## Exercise requirements
Rewrite every line of the data from the line containing "query | canal water" down to and including the line containing "action | put a dot on each instance of the tree", shifting each coordinate in the answers up by 144. Leave the pictures out.

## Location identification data
'''

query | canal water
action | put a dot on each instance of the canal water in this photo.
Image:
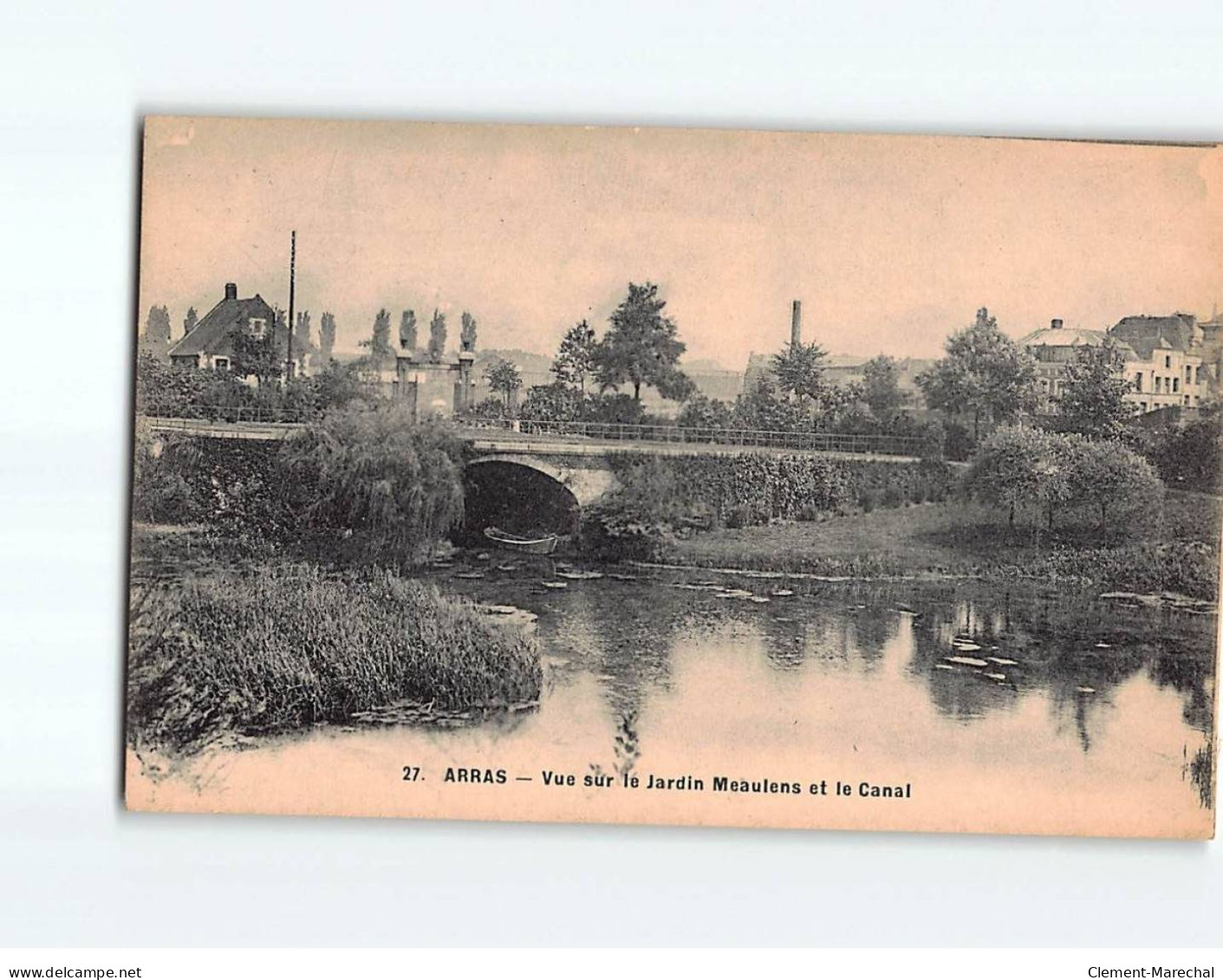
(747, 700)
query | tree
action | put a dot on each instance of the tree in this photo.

'''
'''

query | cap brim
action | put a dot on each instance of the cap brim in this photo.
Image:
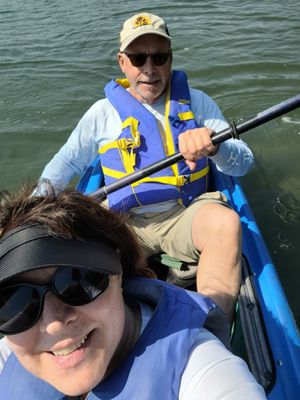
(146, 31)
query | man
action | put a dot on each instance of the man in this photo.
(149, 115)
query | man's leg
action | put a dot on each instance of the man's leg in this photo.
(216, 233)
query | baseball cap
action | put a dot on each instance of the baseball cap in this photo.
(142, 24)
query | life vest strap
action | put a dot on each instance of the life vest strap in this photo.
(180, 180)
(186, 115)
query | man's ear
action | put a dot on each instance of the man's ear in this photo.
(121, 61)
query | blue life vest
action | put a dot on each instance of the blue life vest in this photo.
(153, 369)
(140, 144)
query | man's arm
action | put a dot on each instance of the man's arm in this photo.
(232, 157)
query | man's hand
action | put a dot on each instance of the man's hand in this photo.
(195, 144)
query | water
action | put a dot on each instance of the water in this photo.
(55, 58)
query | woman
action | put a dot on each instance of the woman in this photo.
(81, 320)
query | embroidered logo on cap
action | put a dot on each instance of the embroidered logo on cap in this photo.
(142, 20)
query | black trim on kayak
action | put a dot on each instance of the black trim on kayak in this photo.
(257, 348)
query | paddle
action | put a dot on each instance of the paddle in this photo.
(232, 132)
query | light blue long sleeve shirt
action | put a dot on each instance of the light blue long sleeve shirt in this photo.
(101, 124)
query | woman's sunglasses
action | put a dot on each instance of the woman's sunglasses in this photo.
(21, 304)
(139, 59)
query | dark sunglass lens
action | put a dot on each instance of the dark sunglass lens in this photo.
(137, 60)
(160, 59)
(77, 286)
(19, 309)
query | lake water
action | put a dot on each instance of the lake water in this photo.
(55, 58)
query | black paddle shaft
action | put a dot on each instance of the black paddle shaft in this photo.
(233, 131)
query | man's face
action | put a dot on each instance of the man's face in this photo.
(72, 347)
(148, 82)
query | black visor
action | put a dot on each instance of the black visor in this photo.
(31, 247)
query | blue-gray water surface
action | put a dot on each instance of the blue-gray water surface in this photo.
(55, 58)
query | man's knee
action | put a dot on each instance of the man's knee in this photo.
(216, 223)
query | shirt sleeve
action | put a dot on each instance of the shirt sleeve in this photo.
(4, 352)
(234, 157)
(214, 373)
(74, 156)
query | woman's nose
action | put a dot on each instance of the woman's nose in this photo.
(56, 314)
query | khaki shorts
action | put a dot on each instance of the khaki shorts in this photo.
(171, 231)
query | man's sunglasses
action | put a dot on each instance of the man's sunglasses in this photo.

'''

## Output for this task
query | canal water
action | put a dot on each instance of the canal water in this photo.
Image:
(891, 844)
query | tree
action | put a dot on each instance of the tree in this photo.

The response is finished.